START DATASET ENTRIES

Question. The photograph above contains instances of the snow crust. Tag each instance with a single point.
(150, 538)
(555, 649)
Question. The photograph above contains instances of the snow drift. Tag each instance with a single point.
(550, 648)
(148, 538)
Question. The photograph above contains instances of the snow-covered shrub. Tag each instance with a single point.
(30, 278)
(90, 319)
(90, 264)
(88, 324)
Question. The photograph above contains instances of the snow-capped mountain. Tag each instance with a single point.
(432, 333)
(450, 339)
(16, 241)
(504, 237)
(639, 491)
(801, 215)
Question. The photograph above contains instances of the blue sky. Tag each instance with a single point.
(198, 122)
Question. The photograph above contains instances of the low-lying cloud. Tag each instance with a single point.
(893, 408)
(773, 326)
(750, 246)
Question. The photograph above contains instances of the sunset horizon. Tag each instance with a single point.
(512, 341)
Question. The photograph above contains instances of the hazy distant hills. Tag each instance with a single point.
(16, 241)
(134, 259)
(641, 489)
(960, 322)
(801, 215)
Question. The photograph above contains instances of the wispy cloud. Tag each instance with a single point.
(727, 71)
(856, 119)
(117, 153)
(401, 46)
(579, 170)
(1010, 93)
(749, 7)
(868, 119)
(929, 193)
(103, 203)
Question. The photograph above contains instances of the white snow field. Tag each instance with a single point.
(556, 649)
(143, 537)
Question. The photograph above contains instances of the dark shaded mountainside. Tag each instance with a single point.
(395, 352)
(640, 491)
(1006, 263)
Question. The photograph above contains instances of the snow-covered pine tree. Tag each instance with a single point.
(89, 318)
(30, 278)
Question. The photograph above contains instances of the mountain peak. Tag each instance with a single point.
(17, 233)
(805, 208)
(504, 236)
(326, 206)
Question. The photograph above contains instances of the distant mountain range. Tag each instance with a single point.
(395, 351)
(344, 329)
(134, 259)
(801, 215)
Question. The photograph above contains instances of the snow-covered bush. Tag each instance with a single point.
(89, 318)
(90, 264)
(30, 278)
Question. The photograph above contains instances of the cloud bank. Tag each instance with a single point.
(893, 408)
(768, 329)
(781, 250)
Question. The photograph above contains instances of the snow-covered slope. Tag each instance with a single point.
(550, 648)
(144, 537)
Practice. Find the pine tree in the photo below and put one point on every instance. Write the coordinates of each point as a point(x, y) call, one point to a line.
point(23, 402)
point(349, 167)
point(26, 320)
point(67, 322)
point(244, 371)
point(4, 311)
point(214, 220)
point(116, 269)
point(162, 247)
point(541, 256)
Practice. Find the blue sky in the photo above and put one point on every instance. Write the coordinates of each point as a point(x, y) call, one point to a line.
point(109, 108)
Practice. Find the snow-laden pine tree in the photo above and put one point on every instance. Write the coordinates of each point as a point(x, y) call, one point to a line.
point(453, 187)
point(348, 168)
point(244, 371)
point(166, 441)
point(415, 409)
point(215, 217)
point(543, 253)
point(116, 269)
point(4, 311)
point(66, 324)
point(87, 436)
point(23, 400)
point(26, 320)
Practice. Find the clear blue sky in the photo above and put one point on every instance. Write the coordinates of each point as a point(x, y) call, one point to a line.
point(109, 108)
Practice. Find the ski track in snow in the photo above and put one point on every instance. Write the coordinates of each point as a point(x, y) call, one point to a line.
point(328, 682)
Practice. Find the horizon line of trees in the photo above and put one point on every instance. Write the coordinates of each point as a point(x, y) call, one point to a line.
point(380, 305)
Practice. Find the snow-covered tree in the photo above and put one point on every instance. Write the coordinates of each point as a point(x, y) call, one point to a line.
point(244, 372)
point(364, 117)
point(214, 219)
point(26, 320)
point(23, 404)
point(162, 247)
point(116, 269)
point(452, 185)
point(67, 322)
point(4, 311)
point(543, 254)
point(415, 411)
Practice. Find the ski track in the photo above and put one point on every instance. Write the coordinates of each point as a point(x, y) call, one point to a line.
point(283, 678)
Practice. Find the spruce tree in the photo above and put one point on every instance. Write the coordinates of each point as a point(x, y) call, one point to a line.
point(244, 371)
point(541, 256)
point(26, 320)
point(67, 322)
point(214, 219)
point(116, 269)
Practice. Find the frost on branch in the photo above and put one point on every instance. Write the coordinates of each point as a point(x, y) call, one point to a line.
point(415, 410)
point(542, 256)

END DATASET ENTRIES

TASK GOAL: Print out the full listing above, word for word.

OUTPUT:
Question. The photograph above contains instances of the snow crust. Tag each instance with a single point.
(150, 538)
(555, 649)
Question. The photograph above contains instances of the snow drift. Tag each instance with a single point.
(550, 648)
(148, 538)
Question. The photograph above contains instances of the snow-covered shrub. Tag each instance with a single point.
(30, 278)
(90, 319)
(90, 264)
(88, 324)
Question. The photograph above contains instances of the snow-capped mountain. Tag each instance with a single point.
(432, 333)
(450, 339)
(16, 241)
(504, 237)
(639, 491)
(801, 215)
Question. The photograph above contains instances of the blue sky. Tag each instance with a single point.
(198, 122)
Question. The photograph above contains instances of the low-lying cloud. Tag each instance with a single point.
(893, 408)
(773, 326)
(750, 246)
Question. The photograph above contains instances of the sunset horizon. Tag each instance with a single point.
(512, 341)
Question. The photograph above contains instances of the hazy distant hills. Tag each instance with a single point.
(16, 241)
(134, 259)
(641, 489)
(960, 322)
(801, 215)
Question. The photograph above contains instances of the wispy cloud. Tag each instance with a single point.
(727, 71)
(856, 119)
(117, 153)
(401, 46)
(579, 170)
(1010, 93)
(749, 7)
(868, 119)
(929, 193)
(103, 203)
Question. The photograph above contains instances of the white snow field. Tag each instance with a single point.
(556, 649)
(143, 537)
Question. The photograph above contains instances of the dark shaded mountainside. Tag each instance with a single point.
(395, 352)
(640, 491)
(1006, 263)
Question. The photograph above contains instances of the snow-covered pine tree. Tag each instance with a single point.
(89, 318)
(30, 278)
Question. The photograph above contains instances of the mountain peak. Tag each instance with a single point.
(17, 233)
(805, 208)
(504, 236)
(326, 206)
Question. The photograph above contains instances of the distant mountain range. Tag each instance with a single point.
(395, 351)
(344, 329)
(134, 259)
(801, 215)
Question. The photograph above contains instances of the snow-covered bush. Tag each instance with a single point.
(89, 318)
(90, 264)
(30, 278)
Question. The photograph above contains instances of the cloud bank. Tag each instance with a single point.
(893, 408)
(768, 329)
(781, 250)
Question. The photograph above contains instances of the snow-covered slope. Tag each instance with a single point.
(550, 648)
(144, 537)
Practice. Find the pine tree in the photo below and put one point on every instance. Write the coordinates of each point as a point(x, y) call, one point to a line.
point(23, 402)
point(349, 167)
point(26, 320)
point(67, 322)
point(244, 371)
point(4, 311)
point(214, 220)
point(116, 269)
point(162, 247)
point(541, 256)
Practice. Find the blue sky in the photo above and put one point on every instance. Write the coordinates of each point as a point(x, y) call, one point to a line.
point(109, 108)
Practice. Find the snow-laden pine tree in the photo above and put one point on every instance. Write the coordinates of each point as a point(x, y) call, one point to a line.
point(453, 187)
point(348, 168)
point(244, 371)
point(166, 441)
point(415, 409)
point(215, 217)
point(543, 253)
point(116, 269)
point(4, 311)
point(66, 324)
point(87, 436)
point(23, 400)
point(26, 320)
Practice. Find the clear blue sky in the photo above and put one point on every instance. Write the coordinates of each point as a point(x, y) call, one point to a line.
point(109, 108)
Practice. Find the ski track in snow in the photo above and put one point on every instance. Write the coordinates of each point as a point(x, y) call, one point to a line.
point(328, 682)
Practice. Find the horizon line of trees in the photo above and put one point on every instance. Write the coordinates of each point as a point(x, y) call, one point to a line.
point(380, 305)
Practice. Find the snow-covered tree in the photo above and put one point on every instance. Write the coordinates of each point as a point(x, y) call, one point to a line.
point(244, 372)
point(364, 117)
point(214, 219)
point(26, 320)
point(23, 404)
point(162, 247)
point(116, 269)
point(452, 185)
point(67, 322)
point(4, 311)
point(543, 254)
point(415, 411)
Practice. Find the ski track in the photo above and put one point on every instance. Write the coordinates of each point as a point(x, y) call, one point to a line.
point(283, 678)
Practice. Find the spruce tree in the photo above and put one point on every instance. Write the coordinates of each point as a point(x, y) call, one point to a line.
point(244, 371)
point(541, 256)
point(26, 320)
point(67, 322)
point(214, 219)
point(116, 269)
Practice. Find the frost on branch in the photo above and put one point on every instance. Write the coordinates of each point as a point(x, y) call, one point to a line.
point(415, 410)
point(542, 256)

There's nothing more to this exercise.